====== Material shown ======
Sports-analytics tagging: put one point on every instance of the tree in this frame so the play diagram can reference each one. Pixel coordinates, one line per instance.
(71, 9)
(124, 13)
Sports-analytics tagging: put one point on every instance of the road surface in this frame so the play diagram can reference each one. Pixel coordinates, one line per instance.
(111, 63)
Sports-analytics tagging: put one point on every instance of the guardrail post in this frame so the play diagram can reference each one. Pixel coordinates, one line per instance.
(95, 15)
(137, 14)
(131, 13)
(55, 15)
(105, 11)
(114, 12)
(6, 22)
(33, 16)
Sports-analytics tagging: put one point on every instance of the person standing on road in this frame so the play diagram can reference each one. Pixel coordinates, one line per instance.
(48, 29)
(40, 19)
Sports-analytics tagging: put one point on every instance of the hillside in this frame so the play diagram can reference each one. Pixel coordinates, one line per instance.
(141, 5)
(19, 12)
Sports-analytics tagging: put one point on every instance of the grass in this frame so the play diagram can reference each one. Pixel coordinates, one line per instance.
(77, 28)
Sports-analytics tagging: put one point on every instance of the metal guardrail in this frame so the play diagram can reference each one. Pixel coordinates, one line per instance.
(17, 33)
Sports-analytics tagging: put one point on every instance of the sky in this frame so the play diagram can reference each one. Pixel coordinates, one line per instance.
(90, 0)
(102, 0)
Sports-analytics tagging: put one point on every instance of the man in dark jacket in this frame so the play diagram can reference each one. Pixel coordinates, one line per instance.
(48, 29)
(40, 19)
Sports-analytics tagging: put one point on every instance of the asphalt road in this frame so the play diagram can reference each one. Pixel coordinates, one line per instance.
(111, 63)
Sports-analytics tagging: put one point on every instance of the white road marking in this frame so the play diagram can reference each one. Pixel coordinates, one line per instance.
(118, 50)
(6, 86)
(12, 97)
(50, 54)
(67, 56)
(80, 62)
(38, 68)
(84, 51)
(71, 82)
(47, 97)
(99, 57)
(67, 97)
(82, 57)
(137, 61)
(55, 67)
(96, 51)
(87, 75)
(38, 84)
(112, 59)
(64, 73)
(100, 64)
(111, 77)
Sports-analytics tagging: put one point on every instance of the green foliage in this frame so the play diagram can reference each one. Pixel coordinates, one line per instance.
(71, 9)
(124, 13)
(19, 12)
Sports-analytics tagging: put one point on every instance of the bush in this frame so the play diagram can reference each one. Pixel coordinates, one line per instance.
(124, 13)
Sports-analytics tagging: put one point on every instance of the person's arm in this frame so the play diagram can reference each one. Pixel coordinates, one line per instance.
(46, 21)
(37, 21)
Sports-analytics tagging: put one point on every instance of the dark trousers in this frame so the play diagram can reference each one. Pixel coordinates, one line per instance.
======
What is required
All of the entries must be written out exactly as they stand.

Reply to the task
Sports-analytics tagging: put one point on every instance of the tree in this frame so the play diagram can reference each one. Pixel coordinates, one line per instance.
(71, 9)
(124, 13)
Sports-analytics tagging: put one point on every instance of the road surface in this frame so the play diagram can reference each one. Pixel coordinates, one line per instance.
(111, 63)
Sports-analytics tagging: put one point on every instance of the guardrail post in this frame so the play diagram can reference each one. Pixel coordinates, one line per instance.
(95, 15)
(137, 14)
(131, 13)
(55, 15)
(105, 11)
(114, 12)
(6, 22)
(33, 16)
Sports-analytics tagging: put one point on every instance of the person standing on road in this frame so the play diagram can reference each one. Pixel coordinates, one line per instance.
(48, 29)
(40, 19)
Sports-analytics tagging: put one point on every instance of the hillside in this frame so the play diagram can reference each one. Pixel coordinates, one line per instance.
(141, 5)
(19, 12)
Sports-analytics tagging: put one point on every instance of the grass in this frame so the play diagram can reference each one. Pixel coordinates, one line per instance.
(77, 28)
Sports-analytics tagging: put one point on every instance of the metal guardrail in this frame so the play diagram can reference each one. Pixel coordinates, one line per instance.
(17, 33)
Sports-analytics tagging: put one point on every instance of the sky in this frame so the play diagram can reference each one. Pixel coordinates, one line per instance.
(90, 0)
(102, 0)
Sports-analytics tagging: put one point on every instance of the man in dark jacket in this frame so the play diagram can reference each one. Pixel coordinates, one line per instance.
(48, 29)
(40, 19)
Sports-analytics tagging: put one point on every instance of the asphalt road in this frame so the play diagram can reference each one. Pixel coordinates, one line per instance.
(111, 63)
Sports-analytics tagging: put one point on every instance of the white road marking in this frame so the play diagram can reference each one. Pixel coordinates, one line per instance.
(118, 50)
(6, 86)
(12, 97)
(50, 54)
(67, 56)
(80, 62)
(38, 68)
(84, 51)
(71, 82)
(47, 97)
(99, 57)
(67, 97)
(82, 57)
(137, 61)
(55, 67)
(96, 51)
(87, 75)
(38, 84)
(112, 59)
(64, 73)
(100, 64)
(111, 77)
Sports-analytics tagging: put one point on every instance of the green foliage in this frame so the play diagram can reference each one. Pixel coordinates, one line per instance.
(71, 9)
(124, 13)
(19, 12)
Sports-analytics tagging: put one point on every instance of the bush in this frame so the play diagram can reference each one. Pixel coordinates, one line per instance.
(124, 13)
Sports-analytics tagging: put one point on every instance of the person's arm in this frame so the play diagram can reference each one. Pixel coordinates, one line per instance.
(46, 21)
(37, 21)
Sports-analytics tagging: put one point on every instance of the dark trousers in this frame so the play diagram can reference each one. Pixel coordinates, one line per instance.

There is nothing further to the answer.